*** Extracted data ***

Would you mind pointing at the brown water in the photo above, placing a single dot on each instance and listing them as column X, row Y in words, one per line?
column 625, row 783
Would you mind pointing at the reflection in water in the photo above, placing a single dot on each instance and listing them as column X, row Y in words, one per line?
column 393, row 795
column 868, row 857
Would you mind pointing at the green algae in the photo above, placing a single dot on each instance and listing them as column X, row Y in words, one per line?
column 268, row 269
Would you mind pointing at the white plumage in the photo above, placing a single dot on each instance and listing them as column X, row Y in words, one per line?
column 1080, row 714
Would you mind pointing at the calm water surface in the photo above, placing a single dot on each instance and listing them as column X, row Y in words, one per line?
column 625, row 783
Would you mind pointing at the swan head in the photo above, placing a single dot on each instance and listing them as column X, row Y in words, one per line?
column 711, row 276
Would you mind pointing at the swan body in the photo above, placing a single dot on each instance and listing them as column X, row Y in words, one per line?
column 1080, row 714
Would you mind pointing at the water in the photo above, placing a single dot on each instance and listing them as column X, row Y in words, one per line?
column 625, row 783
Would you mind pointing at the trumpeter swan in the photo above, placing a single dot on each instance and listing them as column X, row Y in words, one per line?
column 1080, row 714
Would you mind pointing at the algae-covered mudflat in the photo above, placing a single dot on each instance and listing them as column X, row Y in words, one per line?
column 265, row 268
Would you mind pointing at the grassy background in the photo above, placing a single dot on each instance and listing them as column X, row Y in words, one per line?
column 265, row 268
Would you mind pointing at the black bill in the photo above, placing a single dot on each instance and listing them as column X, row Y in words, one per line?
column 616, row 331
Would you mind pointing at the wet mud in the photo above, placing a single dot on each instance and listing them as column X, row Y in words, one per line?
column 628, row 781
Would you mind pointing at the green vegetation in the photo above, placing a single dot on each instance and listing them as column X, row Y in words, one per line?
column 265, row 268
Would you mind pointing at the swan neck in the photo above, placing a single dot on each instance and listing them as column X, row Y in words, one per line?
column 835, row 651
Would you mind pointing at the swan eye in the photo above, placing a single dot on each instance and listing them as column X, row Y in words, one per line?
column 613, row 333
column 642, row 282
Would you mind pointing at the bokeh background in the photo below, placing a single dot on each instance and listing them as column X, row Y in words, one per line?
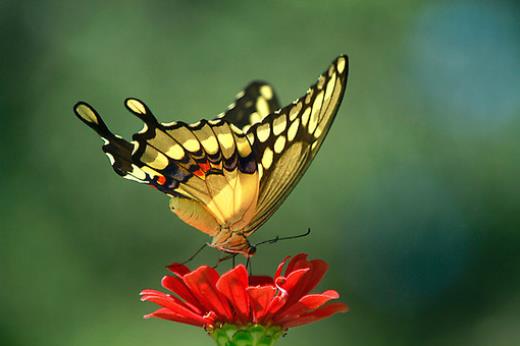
column 413, row 199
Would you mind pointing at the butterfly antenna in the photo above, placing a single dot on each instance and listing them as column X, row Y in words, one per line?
column 278, row 238
column 192, row 257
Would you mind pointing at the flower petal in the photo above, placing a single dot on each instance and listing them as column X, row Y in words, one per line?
column 233, row 286
column 202, row 283
column 167, row 314
column 305, row 305
column 315, row 271
column 316, row 315
column 260, row 300
column 171, row 303
column 178, row 287
column 260, row 280
column 178, row 269
column 280, row 267
column 297, row 262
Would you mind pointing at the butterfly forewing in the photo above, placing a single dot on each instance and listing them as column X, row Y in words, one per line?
column 252, row 105
column 286, row 141
column 228, row 175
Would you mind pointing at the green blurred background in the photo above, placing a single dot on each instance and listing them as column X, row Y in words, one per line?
column 413, row 199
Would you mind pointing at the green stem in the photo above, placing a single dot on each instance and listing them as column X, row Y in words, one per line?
column 251, row 335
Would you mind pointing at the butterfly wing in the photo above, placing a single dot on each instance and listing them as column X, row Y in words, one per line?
column 208, row 168
column 286, row 141
column 252, row 105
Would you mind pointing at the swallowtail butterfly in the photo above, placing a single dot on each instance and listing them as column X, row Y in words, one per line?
column 228, row 175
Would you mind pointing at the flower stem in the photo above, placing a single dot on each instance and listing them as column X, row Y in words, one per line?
column 251, row 335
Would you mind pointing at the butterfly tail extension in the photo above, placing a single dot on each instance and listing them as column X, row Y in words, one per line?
column 286, row 141
column 117, row 149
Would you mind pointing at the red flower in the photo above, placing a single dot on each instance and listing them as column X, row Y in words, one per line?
column 204, row 298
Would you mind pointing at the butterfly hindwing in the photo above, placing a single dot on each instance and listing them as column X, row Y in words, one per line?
column 252, row 105
column 286, row 141
column 228, row 175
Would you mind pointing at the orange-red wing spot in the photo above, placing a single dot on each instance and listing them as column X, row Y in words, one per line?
column 199, row 173
column 161, row 180
column 217, row 166
column 205, row 166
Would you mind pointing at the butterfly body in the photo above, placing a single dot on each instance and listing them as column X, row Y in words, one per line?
column 227, row 176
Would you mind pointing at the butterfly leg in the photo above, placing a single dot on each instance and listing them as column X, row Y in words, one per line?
column 225, row 258
column 196, row 253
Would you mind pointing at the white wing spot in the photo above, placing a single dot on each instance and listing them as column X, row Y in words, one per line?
column 267, row 158
column 279, row 124
column 341, row 64
column 295, row 111
column 263, row 132
column 279, row 144
column 293, row 129
column 266, row 92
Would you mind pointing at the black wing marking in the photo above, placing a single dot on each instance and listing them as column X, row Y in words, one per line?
column 286, row 141
column 252, row 105
column 168, row 155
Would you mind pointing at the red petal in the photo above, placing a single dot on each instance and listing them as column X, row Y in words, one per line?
column 261, row 298
column 202, row 284
column 260, row 280
column 316, row 315
column 177, row 286
column 167, row 314
column 280, row 267
column 233, row 286
column 306, row 305
column 315, row 272
column 292, row 281
column 178, row 269
column 173, row 304
column 297, row 262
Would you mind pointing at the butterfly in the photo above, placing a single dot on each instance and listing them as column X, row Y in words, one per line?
column 228, row 175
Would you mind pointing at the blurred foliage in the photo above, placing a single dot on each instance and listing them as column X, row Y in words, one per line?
column 413, row 199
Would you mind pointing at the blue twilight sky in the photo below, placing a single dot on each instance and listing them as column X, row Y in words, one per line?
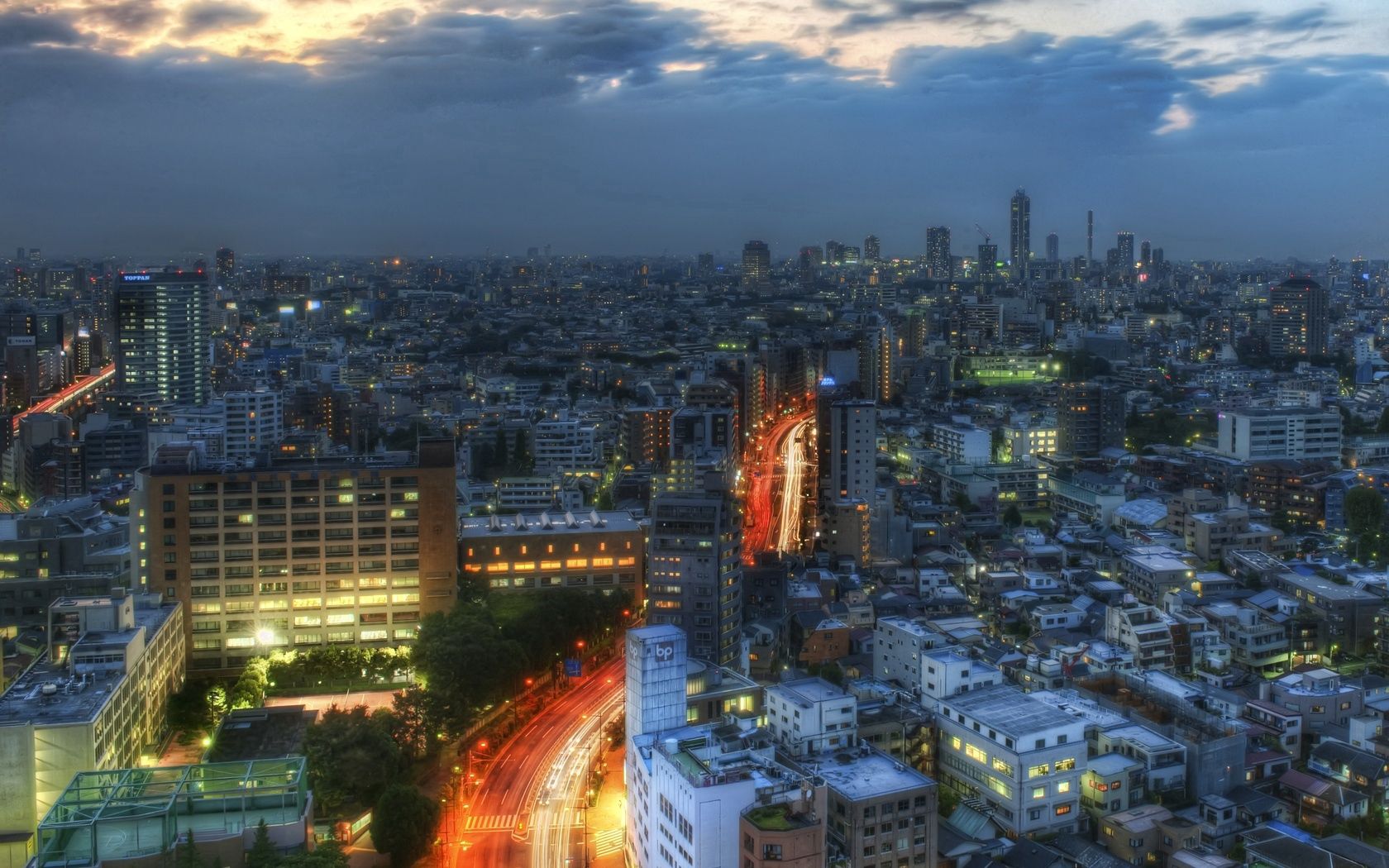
column 1215, row 128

*** End of Extracted data ***

What is required:
Exactly as written, set down each line of the records, leaving out the pictures.

Task answer:
Would you mind pointing at the brown water in the photo above, placing a single dot on each instance and listing them as column X, row Y in words, one per line?
column 625, row 783
Would you mind pointing at the reflection in water in the photo above, placing a single dot on each instance and listing them as column X, row Y in words, one per line?
column 393, row 795
column 868, row 857
Would you mind pointing at the green algae in the photo above, placing a single dot on each instance and listing them as column X, row Y in words, one per line?
column 268, row 269
Would you mind pointing at the white plumage in the photo above, placing a single dot on each instance and listing them as column X, row Y in words, one per line?
column 1080, row 714
Would you mind pointing at the calm water surface in the photo above, placing a single dot on each instance and listing them as column X, row Y in words, one per line?
column 625, row 783
Would you mind pointing at the swan head in the photo above, placing a single dot on each instance and listing them as column X, row Y in words, one per line?
column 711, row 276
Would you mind pointing at the swan body in the photo above, placing a single dot on each instance and listing them as column X, row Y in words, one per line?
column 1080, row 714
Would you mind pointing at the water in the photo above, placing a single dot on each instance and listing them as column X, row Y in words, one per line?
column 625, row 783
Would you mind pointing at the trumpeter swan in the photo above, placing a single dot on each instance and listing them as column X, row Y in words, one per line?
column 1080, row 714
Would you mind pointing at the algae-covered mudflat in the photo above, placing a single dot on each instance and listing them as column X, row Y in words, one per line?
column 265, row 268
Would you mind pointing at the grassy background in the photo above, placing a single dot on each instance and listing them as column X, row Y in words, one per line?
column 265, row 268
Would you mind pointing at the black bill in the photo above, placing a single dot on each instance and listing them as column X, row Y in words, one per line?
column 616, row 331
Would you mind pointing at the wet mud in the photo above, placing a single dot on each instance and listing them as column X, row Y in words, one per line?
column 628, row 781
Would you mind pointing at the green vegetation in the photo above, placing a single dot on each instance and listing them as column X, row Y in words, one per line?
column 265, row 268
Would you mind pointing at the swan neck in the photo above, placing a single dot on each instance and listing them as column X, row Y in words, one per line?
column 835, row 651
Would you mind pointing at the swan eye in the photo above, placing a single dot on each instance and listing them as column X, row Y in words, one per line?
column 613, row 333
column 642, row 282
Would you mind pointing at the bokeh background in the photo below, placing a single dot on each instance and listing them as column X, row Y in words, one per line?
column 413, row 199
Would you mind pointing at the butterfly antenna in the photo above, placing a single dot on each instance and listing them as column X, row Y in words, one per line?
column 278, row 238
column 192, row 257
Would you mind pointing at the flower petal in the photo above, placing a single dot on each instance and listing them as column X, row Y in words, one per line?
column 233, row 286
column 202, row 283
column 167, row 314
column 305, row 305
column 315, row 271
column 316, row 315
column 260, row 300
column 171, row 303
column 178, row 287
column 260, row 280
column 178, row 269
column 280, row 267
column 297, row 262
Would you mind pointing at the butterfly forewing in the photo above, placing a single dot on each instance and listing them as column X, row Y in words, one per line?
column 252, row 105
column 286, row 141
column 228, row 175
Would you mind pointing at the green blurred background in the photo above, placing a single dot on each instance and listing them as column X, row Y in words, one per line?
column 413, row 199
Would you mind pointing at the green stem in the photo above, placing a single dot on each instance and listing them as column X, row Y in words, one per line?
column 251, row 335
Would you mind pointing at the butterfly wing in the photo above, placing a single dot on each instance and listing them as column X, row Y in words, one per line?
column 208, row 168
column 286, row 141
column 252, row 105
Would you mind pointing at the swallowtail butterfly in the photo above, placing a single dot on each instance and listing them as column X, row Y in words, one per line?
column 228, row 175
Would you mind pointing at the flower stem in the photo above, placing a single dot on each instance and listing them as column X, row Y in words, one per line?
column 251, row 335
Would you mind pointing at the butterfly tail extension in the photo above, placing a single dot on each instance and listing them as column X, row Y in words, one per line?
column 286, row 141
column 117, row 149
Would you mind pointing at the red flower in the photo above, placing a single dot on each instance and listing them as column X, row Y in words, one per line?
column 204, row 298
Would you mind pointing at the butterfly hindwing in the photo above, placing a single dot on each instance and listing them as column X, row Y in words, one per line?
column 252, row 105
column 286, row 141
column 228, row 175
Would you mind pointing at the orange-red wing spot in the photo above, placing a single dot on each instance and listing them as column X, row Y in words, one per line?
column 199, row 173
column 161, row 180
column 217, row 166
column 205, row 166
Would you mind pointing at the butterfly body in the photo above, placing a single dot on each instance and listing them as column X, row Y in words, one per line?
column 227, row 176
Would you mind pointing at the butterfly leg in the photo above, placing a single dot on each instance and listing them as column X, row Y in words, one per line?
column 225, row 258
column 196, row 253
Would you mind pointing at the white wing spot in the photo above, placing a single dot on each instance and listing them as column X, row Y in words, one per line?
column 267, row 158
column 279, row 124
column 341, row 64
column 295, row 111
column 263, row 132
column 279, row 144
column 293, row 129
column 266, row 92
Would you mind pointing at the black wing marking in the photo above, placing a single dot on each instance and listing them as column X, row Y in words, one per line?
column 286, row 141
column 252, row 105
column 168, row 155
Would you mind pointing at the red petal in the photo above, placing a single dot on each instance and listing them as column X, row Y in words, one per line?
column 261, row 298
column 202, row 284
column 260, row 280
column 316, row 315
column 177, row 286
column 167, row 314
column 280, row 267
column 233, row 286
column 306, row 305
column 315, row 272
column 292, row 281
column 178, row 269
column 173, row 304
column 297, row 262
Would you mind pointing at the butterfly in the photo above, placing a single dot on each instance and listing them as column X, row Y in words, one per line?
column 228, row 175
Would you mind pointing at the blurred foliage in the photo above, placing a single dot on each instance and listing them as column X, row Y in words, one per line?
column 413, row 199
Would you mind pointing at the blue twilight sky in the photo below, placing a single dot on each instance and listing them as column X, row Y in words, one per line?
column 1215, row 128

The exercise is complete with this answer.